Category | Metric | Unit | Description |
GC | GC frequency | -- | Partial garbage collection events per time interval |
GC | Full GC frequency | -- | Full garbage collection events per time interval |
GC | Average full GC duration | Seconds | Mean time to complete a full GC cycle |
GC | Maximum full GC duration | Seconds | Longest observed full GC pause |
GC | Heap usage | % | Percentage of JVM heap memory in use |
Thread pool | Active thread count | -- | Threads currently processing requests |
Thread pool | Pending user requests | -- | Requests queued and waiting for a thread |
JDBC | Active JDBC connections | -- | Database connections currently in use |
Recommended baselines (under normal system performance):
Metric | Guideline |
Active threads | Min: 50, Max: 200 |
Active JDBC connections | Min: 50, Max: 200 |
Full GC frequency | Should be infrequent; frequent full GC indicates memory pressure |
JVM heap size | Set both minimum and maximum to 1024 MB as a starting point |
Database metrics
Common metrics for relational databases (such as MySQL) cover SQL execution, throughput, cache efficiency, and locking.
Category | Metric | Unit | Description |
SQL | Execution duration | Microseconds | Time to run a single SQL statement |
Throughput | QPS | -- | Queries processed per second |
Throughput | TPS | -- | Transactions committed per second |
Cache hit ratio | Key buffer hit ratio | % | Index buffer cache effectiveness |
Cache hit ratio | InnoDB buffer hit ratio | % | InnoDB buffer pool cache effectiveness |
Cache hit ratio | Query cache hit ratio | % | Query result cache effectiveness |
Cache hit ratio | Table cache hit ratio | % | Table metadata cache effectiveness |
Cache hit ratio | Thread cache hit ratio | % | Thread reuse effectiveness |
Lock | Lock waits | -- | Number of times a query waited for a lock |
Lock | Lock wait time | Microseconds | Total time spent waiting for locks |
Thresholds:
Metric | Guideline |
SQL execution duration | Lower is better; target microsecond-level execution |
Cache hit ratios | >= 95% |
Lock waits and wait time | Lower is better; high values indicate contention |
Frontend metrics
Frontend metrics capture the end-user experience in browser-based applications.

PROVIDED RECORDS:

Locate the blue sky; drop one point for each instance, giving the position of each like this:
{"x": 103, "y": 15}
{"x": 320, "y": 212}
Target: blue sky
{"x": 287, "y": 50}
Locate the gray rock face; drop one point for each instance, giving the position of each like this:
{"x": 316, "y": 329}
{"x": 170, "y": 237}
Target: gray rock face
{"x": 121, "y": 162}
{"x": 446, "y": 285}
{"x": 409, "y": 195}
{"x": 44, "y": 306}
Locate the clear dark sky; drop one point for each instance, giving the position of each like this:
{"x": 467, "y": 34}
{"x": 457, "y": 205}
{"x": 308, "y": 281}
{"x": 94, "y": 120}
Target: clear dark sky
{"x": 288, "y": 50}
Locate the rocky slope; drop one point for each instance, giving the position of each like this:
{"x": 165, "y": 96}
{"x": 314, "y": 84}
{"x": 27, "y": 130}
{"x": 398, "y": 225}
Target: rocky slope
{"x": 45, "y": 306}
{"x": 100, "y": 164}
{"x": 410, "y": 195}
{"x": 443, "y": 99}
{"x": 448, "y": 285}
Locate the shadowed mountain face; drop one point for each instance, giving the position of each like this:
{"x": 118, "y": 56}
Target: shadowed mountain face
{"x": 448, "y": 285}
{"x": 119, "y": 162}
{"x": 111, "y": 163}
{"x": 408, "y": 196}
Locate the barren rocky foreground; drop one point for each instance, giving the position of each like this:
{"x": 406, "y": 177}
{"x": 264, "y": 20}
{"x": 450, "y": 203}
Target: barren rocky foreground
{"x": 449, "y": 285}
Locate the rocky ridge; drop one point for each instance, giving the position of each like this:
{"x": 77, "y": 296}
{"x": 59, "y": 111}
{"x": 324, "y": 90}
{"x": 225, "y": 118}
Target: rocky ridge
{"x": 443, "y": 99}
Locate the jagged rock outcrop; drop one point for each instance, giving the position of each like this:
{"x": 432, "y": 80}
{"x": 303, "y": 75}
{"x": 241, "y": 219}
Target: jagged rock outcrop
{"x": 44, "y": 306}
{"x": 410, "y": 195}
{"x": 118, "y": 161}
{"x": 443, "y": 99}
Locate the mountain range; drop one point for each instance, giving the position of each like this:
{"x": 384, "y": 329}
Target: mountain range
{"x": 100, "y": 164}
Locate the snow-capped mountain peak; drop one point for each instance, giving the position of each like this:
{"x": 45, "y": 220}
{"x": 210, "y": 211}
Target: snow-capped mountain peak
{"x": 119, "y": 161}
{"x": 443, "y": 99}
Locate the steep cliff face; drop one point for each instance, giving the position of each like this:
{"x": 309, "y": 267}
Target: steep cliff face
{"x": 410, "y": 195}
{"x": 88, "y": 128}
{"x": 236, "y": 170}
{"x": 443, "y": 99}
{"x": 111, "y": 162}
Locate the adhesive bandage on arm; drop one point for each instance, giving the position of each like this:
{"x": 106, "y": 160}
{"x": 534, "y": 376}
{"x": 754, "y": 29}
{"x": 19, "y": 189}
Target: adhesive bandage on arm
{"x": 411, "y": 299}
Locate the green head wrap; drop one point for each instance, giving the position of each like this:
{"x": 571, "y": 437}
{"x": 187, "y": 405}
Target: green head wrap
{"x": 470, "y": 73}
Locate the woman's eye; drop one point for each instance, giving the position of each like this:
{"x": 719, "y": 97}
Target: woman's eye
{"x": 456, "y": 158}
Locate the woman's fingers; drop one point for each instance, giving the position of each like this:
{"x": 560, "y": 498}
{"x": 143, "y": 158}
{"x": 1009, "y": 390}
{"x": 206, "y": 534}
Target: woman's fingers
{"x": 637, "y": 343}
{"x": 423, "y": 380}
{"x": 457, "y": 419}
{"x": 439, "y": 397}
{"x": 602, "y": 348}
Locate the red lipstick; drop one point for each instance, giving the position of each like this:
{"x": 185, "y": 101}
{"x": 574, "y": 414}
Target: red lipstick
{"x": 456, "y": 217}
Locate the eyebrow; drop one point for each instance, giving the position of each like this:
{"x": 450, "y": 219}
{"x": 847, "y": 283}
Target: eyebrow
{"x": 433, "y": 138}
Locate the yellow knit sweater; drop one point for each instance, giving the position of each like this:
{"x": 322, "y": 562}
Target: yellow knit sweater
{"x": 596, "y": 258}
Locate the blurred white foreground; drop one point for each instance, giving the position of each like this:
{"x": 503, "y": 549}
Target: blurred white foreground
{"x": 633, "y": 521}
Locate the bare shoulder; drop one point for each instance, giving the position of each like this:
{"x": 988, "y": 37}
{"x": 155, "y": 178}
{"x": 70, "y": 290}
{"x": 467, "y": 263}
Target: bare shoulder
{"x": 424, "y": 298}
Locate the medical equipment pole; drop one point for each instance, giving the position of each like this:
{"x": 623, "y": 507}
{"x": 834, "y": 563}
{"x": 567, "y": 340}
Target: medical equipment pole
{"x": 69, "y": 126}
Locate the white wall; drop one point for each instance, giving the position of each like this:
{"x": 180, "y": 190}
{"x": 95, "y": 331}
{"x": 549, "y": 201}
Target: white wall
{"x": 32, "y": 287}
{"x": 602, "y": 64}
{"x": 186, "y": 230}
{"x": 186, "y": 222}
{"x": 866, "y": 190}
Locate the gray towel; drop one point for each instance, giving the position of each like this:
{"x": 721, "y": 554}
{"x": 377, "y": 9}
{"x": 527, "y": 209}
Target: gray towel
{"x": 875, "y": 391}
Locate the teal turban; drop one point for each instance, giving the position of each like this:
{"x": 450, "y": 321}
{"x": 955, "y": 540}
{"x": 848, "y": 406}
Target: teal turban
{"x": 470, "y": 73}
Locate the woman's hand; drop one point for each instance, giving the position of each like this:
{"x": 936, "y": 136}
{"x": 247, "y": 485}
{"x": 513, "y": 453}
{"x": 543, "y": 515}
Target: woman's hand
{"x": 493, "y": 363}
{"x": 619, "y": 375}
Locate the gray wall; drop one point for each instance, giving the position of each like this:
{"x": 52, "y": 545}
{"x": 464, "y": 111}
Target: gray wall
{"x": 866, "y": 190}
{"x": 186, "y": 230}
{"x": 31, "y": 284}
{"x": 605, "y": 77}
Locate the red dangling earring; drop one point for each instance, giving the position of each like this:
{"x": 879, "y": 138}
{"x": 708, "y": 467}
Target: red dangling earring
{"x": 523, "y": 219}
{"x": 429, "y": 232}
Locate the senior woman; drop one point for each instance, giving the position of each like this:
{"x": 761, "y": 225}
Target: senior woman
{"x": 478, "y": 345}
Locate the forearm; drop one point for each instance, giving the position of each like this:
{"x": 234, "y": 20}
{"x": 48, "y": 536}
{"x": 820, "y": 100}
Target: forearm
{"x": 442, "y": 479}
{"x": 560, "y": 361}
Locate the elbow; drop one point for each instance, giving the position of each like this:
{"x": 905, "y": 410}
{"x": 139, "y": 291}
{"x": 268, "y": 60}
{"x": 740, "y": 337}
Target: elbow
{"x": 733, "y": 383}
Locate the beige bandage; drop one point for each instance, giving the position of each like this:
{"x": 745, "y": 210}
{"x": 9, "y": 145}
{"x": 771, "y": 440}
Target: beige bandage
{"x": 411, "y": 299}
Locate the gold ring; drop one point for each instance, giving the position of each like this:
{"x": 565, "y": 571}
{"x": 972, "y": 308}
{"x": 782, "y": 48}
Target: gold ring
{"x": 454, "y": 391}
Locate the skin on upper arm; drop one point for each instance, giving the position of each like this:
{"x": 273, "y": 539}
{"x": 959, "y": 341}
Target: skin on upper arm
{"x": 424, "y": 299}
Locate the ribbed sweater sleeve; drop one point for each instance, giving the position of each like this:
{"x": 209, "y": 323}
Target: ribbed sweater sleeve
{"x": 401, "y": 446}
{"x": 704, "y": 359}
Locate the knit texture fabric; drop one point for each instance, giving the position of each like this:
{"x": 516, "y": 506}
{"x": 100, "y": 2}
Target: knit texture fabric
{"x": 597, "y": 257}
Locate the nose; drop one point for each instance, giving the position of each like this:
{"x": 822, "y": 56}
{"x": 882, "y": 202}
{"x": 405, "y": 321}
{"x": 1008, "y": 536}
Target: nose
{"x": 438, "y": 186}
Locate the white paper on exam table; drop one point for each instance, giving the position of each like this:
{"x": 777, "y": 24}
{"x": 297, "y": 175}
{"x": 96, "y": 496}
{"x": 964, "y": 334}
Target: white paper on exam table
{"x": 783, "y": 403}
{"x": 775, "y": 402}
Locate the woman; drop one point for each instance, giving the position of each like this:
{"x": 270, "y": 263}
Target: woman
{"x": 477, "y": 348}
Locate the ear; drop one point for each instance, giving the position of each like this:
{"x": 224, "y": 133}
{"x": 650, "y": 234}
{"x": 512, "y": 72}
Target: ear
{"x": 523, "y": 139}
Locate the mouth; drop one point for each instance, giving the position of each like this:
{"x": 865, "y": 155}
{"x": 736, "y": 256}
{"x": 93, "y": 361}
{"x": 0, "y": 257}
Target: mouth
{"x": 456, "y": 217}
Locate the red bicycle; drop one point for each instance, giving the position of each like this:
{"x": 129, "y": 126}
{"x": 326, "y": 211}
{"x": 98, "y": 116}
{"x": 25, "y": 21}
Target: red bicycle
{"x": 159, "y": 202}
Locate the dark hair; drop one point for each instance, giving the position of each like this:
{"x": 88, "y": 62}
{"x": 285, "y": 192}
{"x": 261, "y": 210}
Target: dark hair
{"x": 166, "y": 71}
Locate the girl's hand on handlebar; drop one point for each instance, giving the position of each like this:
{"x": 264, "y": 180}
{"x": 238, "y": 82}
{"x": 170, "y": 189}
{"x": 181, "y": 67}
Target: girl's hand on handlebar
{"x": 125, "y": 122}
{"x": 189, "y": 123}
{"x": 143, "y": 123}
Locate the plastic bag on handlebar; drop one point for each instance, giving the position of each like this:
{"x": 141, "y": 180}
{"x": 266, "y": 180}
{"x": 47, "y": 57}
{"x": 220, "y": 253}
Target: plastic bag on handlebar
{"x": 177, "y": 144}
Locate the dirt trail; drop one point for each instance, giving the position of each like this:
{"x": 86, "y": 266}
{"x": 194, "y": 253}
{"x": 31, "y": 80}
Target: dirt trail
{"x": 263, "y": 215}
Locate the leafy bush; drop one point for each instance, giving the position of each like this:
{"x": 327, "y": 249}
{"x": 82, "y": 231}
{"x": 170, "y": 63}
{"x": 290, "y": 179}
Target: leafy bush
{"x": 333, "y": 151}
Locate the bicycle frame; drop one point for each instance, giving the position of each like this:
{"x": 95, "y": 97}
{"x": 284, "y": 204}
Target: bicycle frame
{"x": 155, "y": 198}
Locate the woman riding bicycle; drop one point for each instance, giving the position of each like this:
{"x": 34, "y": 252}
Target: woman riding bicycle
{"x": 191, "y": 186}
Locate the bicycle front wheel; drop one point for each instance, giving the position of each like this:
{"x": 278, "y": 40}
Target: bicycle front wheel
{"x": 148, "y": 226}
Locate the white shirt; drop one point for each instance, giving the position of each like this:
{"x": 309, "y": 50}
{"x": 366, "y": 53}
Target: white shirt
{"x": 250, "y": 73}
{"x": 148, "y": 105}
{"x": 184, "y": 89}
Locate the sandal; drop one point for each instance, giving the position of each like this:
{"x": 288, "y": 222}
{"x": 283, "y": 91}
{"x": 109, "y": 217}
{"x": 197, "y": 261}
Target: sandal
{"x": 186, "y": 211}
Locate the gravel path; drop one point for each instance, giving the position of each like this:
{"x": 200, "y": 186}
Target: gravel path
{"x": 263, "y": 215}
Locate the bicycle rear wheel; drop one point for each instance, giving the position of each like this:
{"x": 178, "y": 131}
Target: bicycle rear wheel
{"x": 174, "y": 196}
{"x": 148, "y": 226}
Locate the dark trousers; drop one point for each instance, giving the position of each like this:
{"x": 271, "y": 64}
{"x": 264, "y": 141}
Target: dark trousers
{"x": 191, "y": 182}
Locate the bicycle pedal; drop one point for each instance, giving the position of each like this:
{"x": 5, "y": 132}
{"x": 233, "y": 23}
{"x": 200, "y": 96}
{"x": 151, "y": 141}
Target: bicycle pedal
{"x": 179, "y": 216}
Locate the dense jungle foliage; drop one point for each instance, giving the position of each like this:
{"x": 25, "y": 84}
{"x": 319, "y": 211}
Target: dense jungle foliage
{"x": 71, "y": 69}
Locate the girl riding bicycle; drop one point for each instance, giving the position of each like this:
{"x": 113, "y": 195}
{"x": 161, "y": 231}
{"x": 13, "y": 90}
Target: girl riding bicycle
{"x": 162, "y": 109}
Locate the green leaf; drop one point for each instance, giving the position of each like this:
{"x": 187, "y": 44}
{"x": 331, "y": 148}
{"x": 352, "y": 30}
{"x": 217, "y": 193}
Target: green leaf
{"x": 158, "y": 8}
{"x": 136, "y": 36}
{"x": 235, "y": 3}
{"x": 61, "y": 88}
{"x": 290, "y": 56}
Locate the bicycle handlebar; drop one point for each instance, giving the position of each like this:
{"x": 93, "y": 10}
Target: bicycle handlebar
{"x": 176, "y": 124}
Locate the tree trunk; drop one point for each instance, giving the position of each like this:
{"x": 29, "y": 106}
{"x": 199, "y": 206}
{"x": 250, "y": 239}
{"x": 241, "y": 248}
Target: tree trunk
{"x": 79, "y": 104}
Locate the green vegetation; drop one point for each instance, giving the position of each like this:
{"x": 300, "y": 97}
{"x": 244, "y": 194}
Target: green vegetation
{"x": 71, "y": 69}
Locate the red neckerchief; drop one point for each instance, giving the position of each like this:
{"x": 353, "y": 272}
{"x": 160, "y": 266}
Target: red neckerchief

SHORT EXERCISE A: For each statement below, say whether it agrees with the metrics text. Answer yes or no, and quote the words of the text that decide it: (i) Lock wait time is measured in microseconds. (ii) The recommended maximum for active JDBC connections is 100. (iii) Cache hit ratios should be at least 95%.
SHORT EXERCISE B: Rewrite the records from the line with "Locate the tree" to the end of the records, keeping the requests, and shift every coordinate in the answers by -8.

COMPLETE RESPONSE A:
(i) Yes: "Lock wait time | Microseconds"
(ii) No: "Active JDBC connections | Min: 50, Max: 200"
(iii) Yes: "Cache hit ratios | >= 95%"

COMPLETE RESPONSE B:
Locate the tree trunk; drop one point for each instance, giving the position of each like this:
{"x": 29, "y": 106}
{"x": 199, "y": 206}
{"x": 250, "y": 239}
{"x": 241, "y": 248}
Target: tree trunk
{"x": 71, "y": 96}
Locate the green vegetation; drop one point for each instance, giving the position of each like this:
{"x": 300, "y": 97}
{"x": 244, "y": 194}
Target: green vegetation
{"x": 63, "y": 61}
Locate the red neckerchief; drop one point for each instance, giving the position of each like this:
{"x": 353, "y": 272}
{"x": 160, "y": 266}
Target: red neckerchief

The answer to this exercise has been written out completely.